EXERCISE OBJECTIVE
Carry on the forum thread about arming troops on guard duty, picking up right after its last line.

------ SOURCE EXCERPT

I feel like we used to be armed for lots of guard duties. But that was SF not reg army, but I think for ammo draw, demo draw, demo transport(?) I might be hazy in that though.


----------



## Marauder06 (Sep 26, 2013)

cback0220 said:


> I feel like we used to be armed for lots of guard duties. But that was SF not reg army, but I think for ammo draw, demo draw, demo transport(?) I might be hazy in that though.



When we did guard duty at Campbell back in the mid-90s, as the platoon leader I was the only one armed with a gun.

I armed my whole company in Korea after 9/11 happened because our Bn XO (complete asshole and batshit crazy poser to boot) had "information" that our base was going to be attacked.  What would you do if you were the CO?  I broke out our "go to war" ammo, emptied the arms room, and had everyone who wasn't on shift pulling 24-hour guard duty or on QRF digging fighting positions and otherwise improving our perimeter.   We were carrying live ammo (not locked and loaded, because by this time we all knew the Bn XO was FOS, but just in case, we had ammo on our persons) for a couple of days before the XO found out and went off because we had real bullets... to counter the (imaginary, apparently) threat he warned us about.

Good times...


----------



## Polar Bear (Sep 26, 2013)

Video games? I think I read everything in the company library twice. I would walk the barracks and do a bit of hazing to Pvt's. Help newbies square their locker away give them the ins and outs. Spit shine boots, write letters home, play cards.  Walk the 31st museum. (It was housed in the barracks) there is a million things to be done. It took me years just to break the habit of answering the phone. "31st Infantry SPC +**% speaking may I help you Sir or Mama?" We also had the drunk wagon, if you called we would come pick you up. Ironic that they ended it 3 months prior to my DUI and my downfall.


----------



## 0699 (Sep 26, 2013)

Ooh-Rah1069 said:


> I had to go back and read that again...did I read that he wants to "ARM" all Marines on duty at all time? Is he fucking nuts!?!


 


cback0220 said:


> I feel like we used to be armed for lots of guard duties. But that was SF not reg army, but I think for ammo draw, demo draw, demo transport(?) I might be hazy in that though.

------------
------ DATASET

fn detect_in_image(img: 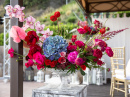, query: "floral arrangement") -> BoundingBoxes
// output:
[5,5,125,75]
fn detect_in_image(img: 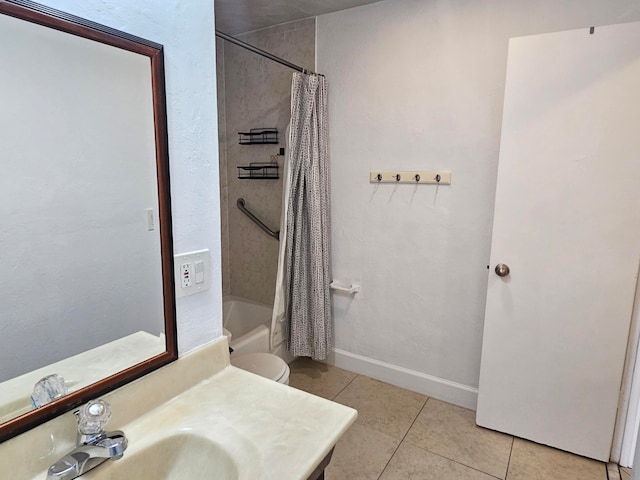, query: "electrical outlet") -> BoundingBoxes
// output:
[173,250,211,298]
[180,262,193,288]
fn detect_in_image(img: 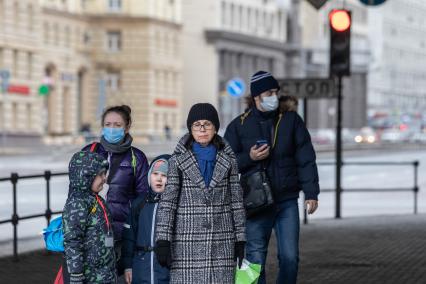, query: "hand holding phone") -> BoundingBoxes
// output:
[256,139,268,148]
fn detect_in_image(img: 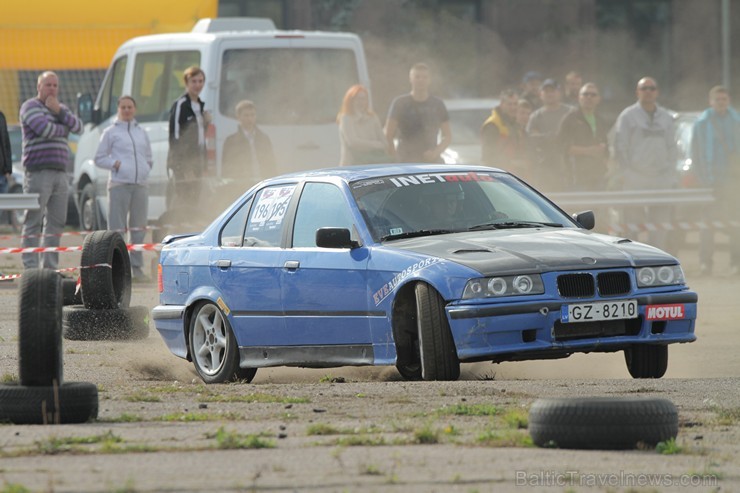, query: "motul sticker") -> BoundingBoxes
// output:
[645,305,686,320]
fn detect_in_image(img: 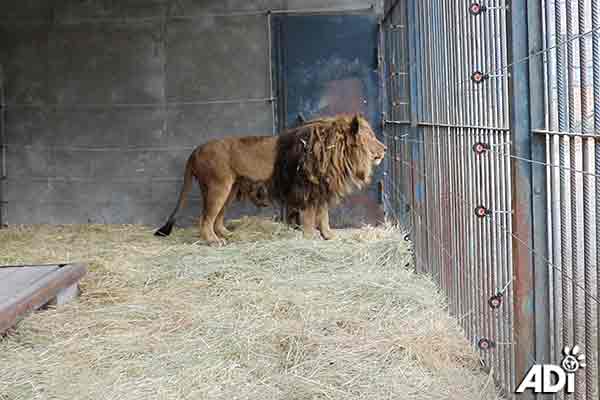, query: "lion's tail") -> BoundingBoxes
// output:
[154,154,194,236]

------------

RESPONSE
 
Back in the mid-80s, in our battalion area, the OOD, SDNCO, COG, and the post sentries (armory, motor pool, and it seems like there was one more post) were armed (round in the chamber) at all times.  The guard detachment had weapons and ammo in the guard shack and there were almost always 4-5 guys there (off-post; sleeping, watching TV, etc) The DNCOs in the barracks were not armed, but the battalion CP was across the parking lot.  Maybe a 30 second run for the OOD.  Personally, I have no issues with the poststanders being armed.  We are soldiers/Marines/etc.


Marauder06 said:


> When we did guard duty at Campbell back in the mid-90s, as the platoon leader I was the only one armed with a gun.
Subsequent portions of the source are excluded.